━━ Selected excerpt ━━
Note:

Deploy NVIDIA NIM on OKE for Inference with the Model Repository Stored on OCI Object Storage

Introduction

This tutorial demonstrates how to deploy NVIDIA NIM on Oracle Cloud Infrastructure Container Engine for Kubernetes (OKE) with NVIDIA TensorRT-LLM backend and NVIDIA Triton inference server to serve Large Language Models (LLMs) in a Kubernetes architecture. The model used is Llama2-7B-chat on a GPU A10. For scalability, we are hosting the model repository on a bucket in OCI Object Storage.

Note: All the tests of this tutorial have been released with an early access version of NVIDIA NIM for LLM’s with nemollm-inference-ms:24.02.rc4.

Objectives

Prerequisites

Task 1: Create a GPU Instance in OCI Compute

  1. Log in to the OCI Console, navigate to OCI Menu, Compute, Instances and click Create Instance.

  2. Select VM.GPU.A10.1 with the Oracle Cloud Marketplace image NVIDIA GPU Cloud machine image and a boot volume of 250GB. For more information, see Using NVIDIA GPU Cloud with Oracle Cloud Infrastructure.

  3. Once the machine is up, connect to it using your private key and the machine public IP.

    ssh -i <private_key> ubuntu@<public_ip>
    
  4. Ensure the boot volume has increased space.
━━━
━━ Given data ━━
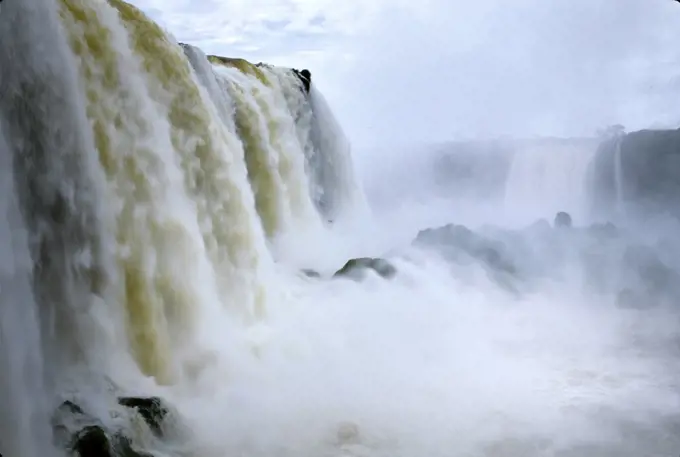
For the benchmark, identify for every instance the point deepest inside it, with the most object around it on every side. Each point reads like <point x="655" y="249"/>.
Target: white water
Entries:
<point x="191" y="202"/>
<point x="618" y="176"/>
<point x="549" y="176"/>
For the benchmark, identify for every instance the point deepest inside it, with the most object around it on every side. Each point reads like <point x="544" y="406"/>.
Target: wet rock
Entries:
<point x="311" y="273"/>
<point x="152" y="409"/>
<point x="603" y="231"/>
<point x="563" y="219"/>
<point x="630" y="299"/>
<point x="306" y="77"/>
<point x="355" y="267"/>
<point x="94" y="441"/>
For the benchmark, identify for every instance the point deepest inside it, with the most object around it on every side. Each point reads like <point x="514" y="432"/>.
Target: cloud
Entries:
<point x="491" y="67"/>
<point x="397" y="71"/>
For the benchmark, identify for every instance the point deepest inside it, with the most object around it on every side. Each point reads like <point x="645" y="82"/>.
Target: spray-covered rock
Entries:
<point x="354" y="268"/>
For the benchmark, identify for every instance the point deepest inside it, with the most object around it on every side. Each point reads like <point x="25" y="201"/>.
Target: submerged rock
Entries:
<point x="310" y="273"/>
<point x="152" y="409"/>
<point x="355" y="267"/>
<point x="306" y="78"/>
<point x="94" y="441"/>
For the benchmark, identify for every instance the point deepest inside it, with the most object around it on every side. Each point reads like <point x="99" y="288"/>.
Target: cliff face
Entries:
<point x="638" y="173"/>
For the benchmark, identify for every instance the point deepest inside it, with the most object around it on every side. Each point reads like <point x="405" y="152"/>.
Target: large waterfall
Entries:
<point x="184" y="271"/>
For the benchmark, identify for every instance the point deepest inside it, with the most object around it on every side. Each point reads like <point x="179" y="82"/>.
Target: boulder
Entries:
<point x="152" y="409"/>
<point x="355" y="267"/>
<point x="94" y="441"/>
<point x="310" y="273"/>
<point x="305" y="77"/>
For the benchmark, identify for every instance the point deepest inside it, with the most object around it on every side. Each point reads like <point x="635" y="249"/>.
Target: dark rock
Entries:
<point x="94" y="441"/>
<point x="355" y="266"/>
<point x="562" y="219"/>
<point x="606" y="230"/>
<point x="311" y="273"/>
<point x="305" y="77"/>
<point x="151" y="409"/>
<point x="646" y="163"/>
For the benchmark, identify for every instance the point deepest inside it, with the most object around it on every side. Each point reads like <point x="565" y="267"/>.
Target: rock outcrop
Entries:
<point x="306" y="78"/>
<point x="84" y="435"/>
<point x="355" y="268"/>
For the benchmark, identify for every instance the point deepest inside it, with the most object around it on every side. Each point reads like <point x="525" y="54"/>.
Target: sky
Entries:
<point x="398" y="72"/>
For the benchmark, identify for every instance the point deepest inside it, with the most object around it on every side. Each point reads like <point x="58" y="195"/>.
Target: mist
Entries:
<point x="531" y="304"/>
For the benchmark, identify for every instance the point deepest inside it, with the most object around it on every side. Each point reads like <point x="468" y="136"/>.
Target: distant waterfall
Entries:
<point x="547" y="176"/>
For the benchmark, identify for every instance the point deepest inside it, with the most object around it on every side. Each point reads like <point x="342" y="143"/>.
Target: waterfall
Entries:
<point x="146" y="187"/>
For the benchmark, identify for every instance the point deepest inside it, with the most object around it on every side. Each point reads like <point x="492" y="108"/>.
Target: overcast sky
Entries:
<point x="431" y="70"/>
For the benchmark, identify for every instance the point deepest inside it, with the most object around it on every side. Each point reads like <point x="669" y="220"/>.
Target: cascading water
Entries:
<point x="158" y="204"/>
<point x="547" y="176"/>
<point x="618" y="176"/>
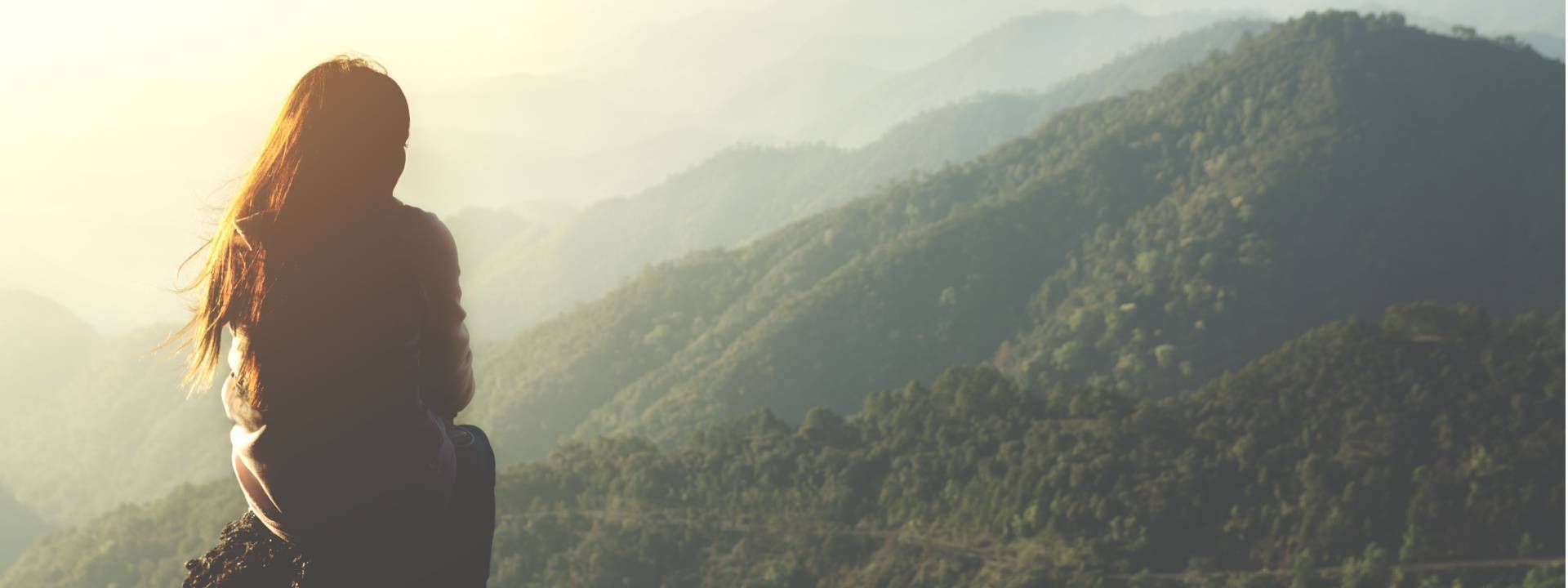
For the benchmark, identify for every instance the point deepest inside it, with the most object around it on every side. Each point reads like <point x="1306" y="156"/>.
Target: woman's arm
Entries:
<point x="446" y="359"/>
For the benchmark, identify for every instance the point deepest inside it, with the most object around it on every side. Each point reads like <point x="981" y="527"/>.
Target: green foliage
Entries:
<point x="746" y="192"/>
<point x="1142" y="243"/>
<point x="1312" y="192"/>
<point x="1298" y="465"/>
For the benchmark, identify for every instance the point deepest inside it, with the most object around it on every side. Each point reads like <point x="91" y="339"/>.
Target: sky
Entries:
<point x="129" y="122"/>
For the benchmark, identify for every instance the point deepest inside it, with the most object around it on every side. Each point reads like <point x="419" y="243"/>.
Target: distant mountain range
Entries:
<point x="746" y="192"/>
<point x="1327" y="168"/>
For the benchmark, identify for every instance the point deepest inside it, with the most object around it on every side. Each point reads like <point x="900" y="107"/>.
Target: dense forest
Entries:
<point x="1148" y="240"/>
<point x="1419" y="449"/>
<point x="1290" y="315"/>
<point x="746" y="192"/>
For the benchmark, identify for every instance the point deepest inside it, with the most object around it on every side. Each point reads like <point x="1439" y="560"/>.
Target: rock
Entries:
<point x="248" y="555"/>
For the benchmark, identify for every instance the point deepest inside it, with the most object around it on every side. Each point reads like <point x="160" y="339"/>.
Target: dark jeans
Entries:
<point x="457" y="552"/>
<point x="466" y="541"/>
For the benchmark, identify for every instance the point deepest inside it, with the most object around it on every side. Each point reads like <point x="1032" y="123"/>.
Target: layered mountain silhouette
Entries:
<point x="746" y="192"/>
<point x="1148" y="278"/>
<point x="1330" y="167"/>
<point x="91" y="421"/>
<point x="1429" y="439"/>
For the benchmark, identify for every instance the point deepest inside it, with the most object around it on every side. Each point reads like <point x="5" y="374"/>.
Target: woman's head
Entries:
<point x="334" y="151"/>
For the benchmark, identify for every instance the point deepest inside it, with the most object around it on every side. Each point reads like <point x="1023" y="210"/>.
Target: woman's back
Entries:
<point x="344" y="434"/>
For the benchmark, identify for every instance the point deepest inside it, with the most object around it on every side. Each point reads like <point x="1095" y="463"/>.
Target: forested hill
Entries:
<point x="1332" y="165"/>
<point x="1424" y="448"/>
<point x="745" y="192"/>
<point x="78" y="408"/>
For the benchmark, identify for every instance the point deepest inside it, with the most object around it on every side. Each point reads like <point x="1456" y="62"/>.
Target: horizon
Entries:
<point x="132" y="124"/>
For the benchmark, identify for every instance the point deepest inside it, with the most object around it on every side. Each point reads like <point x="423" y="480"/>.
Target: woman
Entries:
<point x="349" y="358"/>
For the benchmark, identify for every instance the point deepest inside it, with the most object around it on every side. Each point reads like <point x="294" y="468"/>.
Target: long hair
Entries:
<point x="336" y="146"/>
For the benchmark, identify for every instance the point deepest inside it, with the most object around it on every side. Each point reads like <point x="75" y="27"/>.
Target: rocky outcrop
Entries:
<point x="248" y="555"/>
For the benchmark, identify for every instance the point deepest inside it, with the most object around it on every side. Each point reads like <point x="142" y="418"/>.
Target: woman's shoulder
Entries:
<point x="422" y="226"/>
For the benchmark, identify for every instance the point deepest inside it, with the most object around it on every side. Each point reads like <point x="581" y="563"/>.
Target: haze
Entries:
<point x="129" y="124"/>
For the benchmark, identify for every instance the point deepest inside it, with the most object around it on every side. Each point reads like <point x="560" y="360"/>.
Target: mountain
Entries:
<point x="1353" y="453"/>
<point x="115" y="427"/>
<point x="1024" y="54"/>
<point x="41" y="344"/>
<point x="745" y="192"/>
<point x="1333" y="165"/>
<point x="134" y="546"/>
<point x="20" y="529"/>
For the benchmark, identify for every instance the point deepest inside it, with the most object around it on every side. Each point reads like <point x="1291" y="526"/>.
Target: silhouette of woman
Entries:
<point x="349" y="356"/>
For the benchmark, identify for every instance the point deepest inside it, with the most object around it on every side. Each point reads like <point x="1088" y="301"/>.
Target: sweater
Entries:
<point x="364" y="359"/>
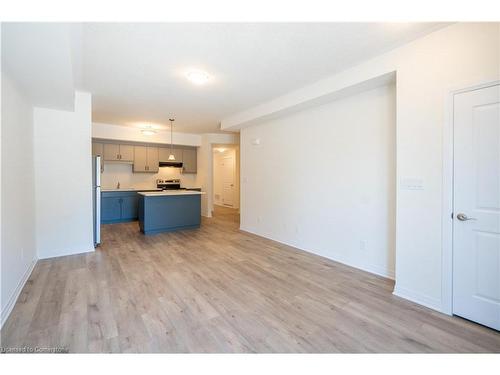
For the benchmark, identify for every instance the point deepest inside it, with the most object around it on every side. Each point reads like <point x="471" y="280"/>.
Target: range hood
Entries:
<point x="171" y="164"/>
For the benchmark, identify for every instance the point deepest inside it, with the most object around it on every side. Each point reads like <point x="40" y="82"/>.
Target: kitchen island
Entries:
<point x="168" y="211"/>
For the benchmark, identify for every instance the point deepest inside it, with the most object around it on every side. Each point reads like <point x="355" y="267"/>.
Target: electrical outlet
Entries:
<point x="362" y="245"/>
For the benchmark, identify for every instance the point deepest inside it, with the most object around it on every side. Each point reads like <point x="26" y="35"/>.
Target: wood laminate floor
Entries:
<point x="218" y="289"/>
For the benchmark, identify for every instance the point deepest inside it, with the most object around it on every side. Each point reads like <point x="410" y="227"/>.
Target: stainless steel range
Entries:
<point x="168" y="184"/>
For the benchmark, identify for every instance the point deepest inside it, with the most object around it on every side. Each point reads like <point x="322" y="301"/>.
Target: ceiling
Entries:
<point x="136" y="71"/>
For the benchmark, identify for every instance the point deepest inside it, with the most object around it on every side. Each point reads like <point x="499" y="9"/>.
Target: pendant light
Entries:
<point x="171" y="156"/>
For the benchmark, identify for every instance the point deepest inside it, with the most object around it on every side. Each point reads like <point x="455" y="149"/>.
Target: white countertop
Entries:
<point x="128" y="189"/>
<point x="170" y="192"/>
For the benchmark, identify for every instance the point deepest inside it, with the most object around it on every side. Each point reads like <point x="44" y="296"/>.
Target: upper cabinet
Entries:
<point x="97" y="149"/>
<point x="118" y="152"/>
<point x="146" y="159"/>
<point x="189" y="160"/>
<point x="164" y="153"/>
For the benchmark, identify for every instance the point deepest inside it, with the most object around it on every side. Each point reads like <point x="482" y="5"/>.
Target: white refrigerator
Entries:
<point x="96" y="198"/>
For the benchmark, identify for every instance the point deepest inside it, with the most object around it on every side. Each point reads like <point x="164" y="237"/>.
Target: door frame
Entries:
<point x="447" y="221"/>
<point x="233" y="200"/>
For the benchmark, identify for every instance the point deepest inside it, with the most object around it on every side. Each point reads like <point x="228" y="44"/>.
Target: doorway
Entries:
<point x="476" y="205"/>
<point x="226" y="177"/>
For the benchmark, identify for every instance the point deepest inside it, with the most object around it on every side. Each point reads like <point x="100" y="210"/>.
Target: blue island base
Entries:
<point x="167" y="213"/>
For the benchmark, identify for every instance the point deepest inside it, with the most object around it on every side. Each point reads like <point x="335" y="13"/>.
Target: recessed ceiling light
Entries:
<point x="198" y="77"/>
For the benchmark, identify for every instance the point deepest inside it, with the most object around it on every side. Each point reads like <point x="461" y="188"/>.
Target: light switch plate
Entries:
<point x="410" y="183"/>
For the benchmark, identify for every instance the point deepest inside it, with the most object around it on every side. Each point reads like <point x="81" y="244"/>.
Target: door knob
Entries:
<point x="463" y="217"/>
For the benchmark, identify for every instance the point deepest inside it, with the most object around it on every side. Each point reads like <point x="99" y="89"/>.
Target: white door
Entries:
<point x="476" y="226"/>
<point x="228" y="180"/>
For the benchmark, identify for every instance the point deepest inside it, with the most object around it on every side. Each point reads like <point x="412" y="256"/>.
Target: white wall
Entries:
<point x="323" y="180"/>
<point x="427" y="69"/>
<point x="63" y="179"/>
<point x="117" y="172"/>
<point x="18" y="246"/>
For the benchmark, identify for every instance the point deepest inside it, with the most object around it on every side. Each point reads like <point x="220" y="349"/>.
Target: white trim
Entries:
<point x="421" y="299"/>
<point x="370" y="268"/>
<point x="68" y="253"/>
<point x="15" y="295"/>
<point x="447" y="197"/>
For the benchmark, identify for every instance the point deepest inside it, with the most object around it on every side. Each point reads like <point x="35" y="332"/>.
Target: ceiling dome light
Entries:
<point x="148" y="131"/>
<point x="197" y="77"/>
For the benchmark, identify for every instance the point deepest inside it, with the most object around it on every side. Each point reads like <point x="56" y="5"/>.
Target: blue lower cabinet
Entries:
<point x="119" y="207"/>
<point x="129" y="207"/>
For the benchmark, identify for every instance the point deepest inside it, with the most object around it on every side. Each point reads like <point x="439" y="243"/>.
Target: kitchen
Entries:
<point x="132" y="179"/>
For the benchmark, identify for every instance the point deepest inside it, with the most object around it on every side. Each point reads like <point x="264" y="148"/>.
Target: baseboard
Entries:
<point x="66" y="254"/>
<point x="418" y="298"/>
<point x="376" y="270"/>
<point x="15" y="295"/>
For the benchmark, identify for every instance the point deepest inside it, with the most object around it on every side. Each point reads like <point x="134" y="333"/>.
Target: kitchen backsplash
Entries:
━━━
▸ Work instructions
(A) Please reproduce the stretch of the NVIDIA NIM on OKE tutorial from "Deploy NVIDIA NIM on OKE" through "OCI Object Storage.".
(B) Carry on the NVIDIA NIM on OKE tutorial from its last line.

▸ Activity answers
(A)
Deploy NVIDIA NIM on OKE for Inference with the Model Repository Stored on OCI Object Storage

Introduction

This tutorial demonstrates how to deploy NVIDIA NIM on Oracle Cloud Infrastructure Container Engine for Kubernetes (OKE) with NVIDIA TensorRT-LLM backend and NVIDIA Triton inference server to serve Large Language Models (LLMs) in a Kubernetes architecture. The model used is Llama2-7B-chat on a GPU A10. For scalability, we are hosting the model repository on a bucket in OCI Object Storage.

(B)
    df -h     # check the initial space on disk
    sudo growpart /dev/sda 1
    sudo resize2fs /dev/sda1
    df -h     # check the space after the commands execution
    

Task 2: Update the NVIDIA Drivers (Optional)

It is recommended to update your drivers to the latest version based on guidance provided by NVIDIA with the compatibility matrix between the drivers and your CUDA version. For more information, see CUDA Compatibility and CUDA Toolkit 12.4 Update 1 Downloads.

sudo apt purge nvidia* libnvidia*
sudo apt-get install -y cuda-drivers-545
sudo apt-get install -y nvidia-kernel-open-545
sudo apt-get -y install cuda-toolkit-12-3
sudo reboot

Make sure you have nvidia-container-toolkit.

sudo apt-get install -y nvidia-container-toolkit
sudo nvidia-ctk runtime configure --runtime=docker
sudo systemctl restart docker

Run the following command to check the new version.

nvidia-smi
/usr/local/cuda/bin/nvcc --version

Task 3: Prepare the Model Registry

It is possible to use pre-built models. However, we choose to run Llama2-7B-chat on a A10 GPU. At the time of writing, this choice is not available and therefore we have to build the model repository ourselves.

  1. Create a bucket named NIM in OCI Object Storage. For more information, see Creating an Object Storage Bucket.

  2. Go to the terminal window, log in to the NVIDIA container registry with your username and password and pull the container. Run the following command.

    docker login nvcr.io
    docker pull nvcr.io/ohlfw0olaadg/ea-participants/nemollm-inference-ms:24.02.rc4
    
  3. Clone the HuggingFace model.

    # Install git-lfs
    curl -s https://packagecloud.io/install/repositories/github/git-lfs/script.deb.sh | sudo bash
    sudo apt-get install git-lfs
    
    # clone the model from HF
    git clone https://huggingface.co/meta-llama/Llama-2-7b-chat-hf
    
  4. Create the model config.

    Copy model_config.yaml file and create the directory to host the model store. This is where the model repository generator command will store the output.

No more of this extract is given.